- **What the exercise asks**: Recast the lines of the data from the line containing "Would you mind identifying the backpack" down to the line containing "0;560;1270;952", both included, as a JSON list of strings with one string per line and blank lines omitted.

- **Working data**:
____________

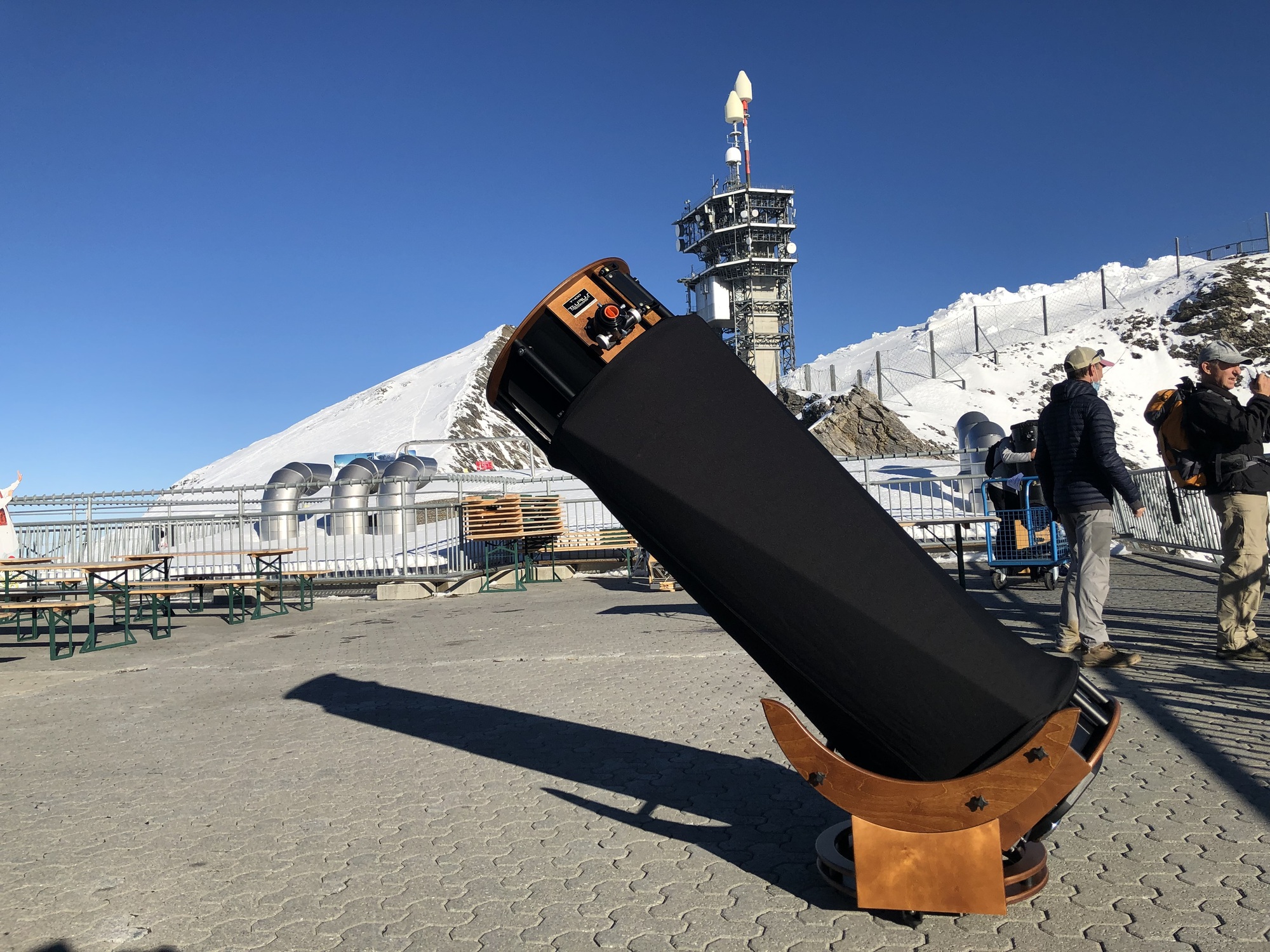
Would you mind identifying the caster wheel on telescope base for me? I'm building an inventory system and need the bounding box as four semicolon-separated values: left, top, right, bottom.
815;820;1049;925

____________

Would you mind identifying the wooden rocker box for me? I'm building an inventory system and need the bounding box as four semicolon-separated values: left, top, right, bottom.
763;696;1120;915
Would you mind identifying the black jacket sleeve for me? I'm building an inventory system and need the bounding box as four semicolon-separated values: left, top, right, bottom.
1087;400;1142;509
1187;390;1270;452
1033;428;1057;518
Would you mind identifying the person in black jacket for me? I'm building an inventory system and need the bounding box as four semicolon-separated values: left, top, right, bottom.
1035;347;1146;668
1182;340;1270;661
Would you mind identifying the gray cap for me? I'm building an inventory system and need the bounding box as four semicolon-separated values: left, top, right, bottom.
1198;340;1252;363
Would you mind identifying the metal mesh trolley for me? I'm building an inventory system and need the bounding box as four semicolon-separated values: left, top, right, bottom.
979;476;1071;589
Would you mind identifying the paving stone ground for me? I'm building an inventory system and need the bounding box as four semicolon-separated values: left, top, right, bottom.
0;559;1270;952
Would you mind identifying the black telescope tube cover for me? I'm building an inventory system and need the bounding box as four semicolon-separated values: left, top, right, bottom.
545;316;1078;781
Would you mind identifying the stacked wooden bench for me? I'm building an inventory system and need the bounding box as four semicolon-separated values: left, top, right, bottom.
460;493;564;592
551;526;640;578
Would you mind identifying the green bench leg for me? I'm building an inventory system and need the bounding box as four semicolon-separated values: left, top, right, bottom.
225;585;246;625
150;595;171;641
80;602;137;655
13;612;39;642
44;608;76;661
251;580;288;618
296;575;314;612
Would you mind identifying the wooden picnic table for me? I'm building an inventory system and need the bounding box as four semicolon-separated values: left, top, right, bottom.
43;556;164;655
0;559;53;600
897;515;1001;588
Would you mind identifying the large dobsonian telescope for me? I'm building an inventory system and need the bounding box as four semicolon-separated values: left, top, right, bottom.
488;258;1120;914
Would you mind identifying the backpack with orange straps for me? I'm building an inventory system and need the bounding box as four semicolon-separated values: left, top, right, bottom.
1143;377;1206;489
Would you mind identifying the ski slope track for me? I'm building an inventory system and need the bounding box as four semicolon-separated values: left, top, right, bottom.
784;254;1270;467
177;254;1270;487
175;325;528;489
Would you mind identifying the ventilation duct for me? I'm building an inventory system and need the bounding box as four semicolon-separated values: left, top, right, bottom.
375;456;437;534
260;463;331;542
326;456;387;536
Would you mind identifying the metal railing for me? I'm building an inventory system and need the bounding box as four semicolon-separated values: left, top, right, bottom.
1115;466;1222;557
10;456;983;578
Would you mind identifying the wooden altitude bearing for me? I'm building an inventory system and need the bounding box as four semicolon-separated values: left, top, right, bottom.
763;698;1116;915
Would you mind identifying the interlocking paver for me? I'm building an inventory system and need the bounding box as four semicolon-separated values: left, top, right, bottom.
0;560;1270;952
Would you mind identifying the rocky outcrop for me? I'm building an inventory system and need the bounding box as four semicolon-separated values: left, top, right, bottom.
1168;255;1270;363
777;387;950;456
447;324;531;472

____________

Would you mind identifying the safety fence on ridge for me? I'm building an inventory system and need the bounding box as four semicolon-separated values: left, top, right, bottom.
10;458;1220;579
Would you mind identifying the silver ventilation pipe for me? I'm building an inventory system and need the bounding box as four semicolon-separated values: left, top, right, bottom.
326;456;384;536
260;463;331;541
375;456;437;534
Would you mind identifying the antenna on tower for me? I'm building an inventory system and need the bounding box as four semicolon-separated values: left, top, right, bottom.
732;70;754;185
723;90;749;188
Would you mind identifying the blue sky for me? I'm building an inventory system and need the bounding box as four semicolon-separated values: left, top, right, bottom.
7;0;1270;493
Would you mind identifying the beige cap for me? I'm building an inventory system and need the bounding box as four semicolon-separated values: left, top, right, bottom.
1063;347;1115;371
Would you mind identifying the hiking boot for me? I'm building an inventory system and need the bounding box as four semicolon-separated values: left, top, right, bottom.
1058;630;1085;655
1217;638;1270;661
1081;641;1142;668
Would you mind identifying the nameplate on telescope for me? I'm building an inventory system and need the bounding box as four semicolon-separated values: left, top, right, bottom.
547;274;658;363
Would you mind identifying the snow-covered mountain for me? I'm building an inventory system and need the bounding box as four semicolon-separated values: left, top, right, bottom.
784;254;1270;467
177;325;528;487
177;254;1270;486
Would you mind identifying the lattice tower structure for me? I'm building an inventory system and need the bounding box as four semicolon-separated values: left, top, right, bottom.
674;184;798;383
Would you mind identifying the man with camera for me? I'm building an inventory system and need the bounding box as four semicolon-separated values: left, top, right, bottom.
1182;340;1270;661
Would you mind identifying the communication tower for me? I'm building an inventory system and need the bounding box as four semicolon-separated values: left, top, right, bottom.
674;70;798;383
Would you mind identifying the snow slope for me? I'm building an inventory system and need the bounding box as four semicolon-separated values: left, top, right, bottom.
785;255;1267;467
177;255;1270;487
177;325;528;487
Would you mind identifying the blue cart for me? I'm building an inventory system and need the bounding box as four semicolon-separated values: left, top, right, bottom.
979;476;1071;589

____________

- **Final result**:
[
  "Would you mind identifying the backpack with orange straps for me? I'm building an inventory system and need the bounding box as four semicolon-separated values: left, top, right, bottom.",
  "1143;377;1206;489",
  "Would you mind identifying the ski slope track for me? I'm building an inventory system and need the bounding box as four semicolon-separated values: left, top, right, bottom.",
  "784;254;1270;467",
  "177;254;1270;487",
  "175;325;528;489",
  "Would you mind identifying the ventilation duct for me? I'm building an inventory system and need the bounding box as four semicolon-separated values: left, top, right, bottom.",
  "375;456;437;534",
  "260;463;331;542",
  "326;456;387;536",
  "Would you mind identifying the metal railing for me? I'm building an inventory system and need the bounding box as four semicolon-separated values: left, top, right, bottom.",
  "1115;466;1222;557",
  "10;456;983;578",
  "Would you mind identifying the wooden altitude bearing for me? I'm building an inventory system and need the bounding box as four semicolon-separated values: left, top, right, bottom.",
  "763;698;1116;915",
  "Would you mind identifying the interlocking paver for me? I'm building an inventory system and need the bounding box as four semicolon-separated values: left, top, right, bottom.",
  "0;560;1270;952"
]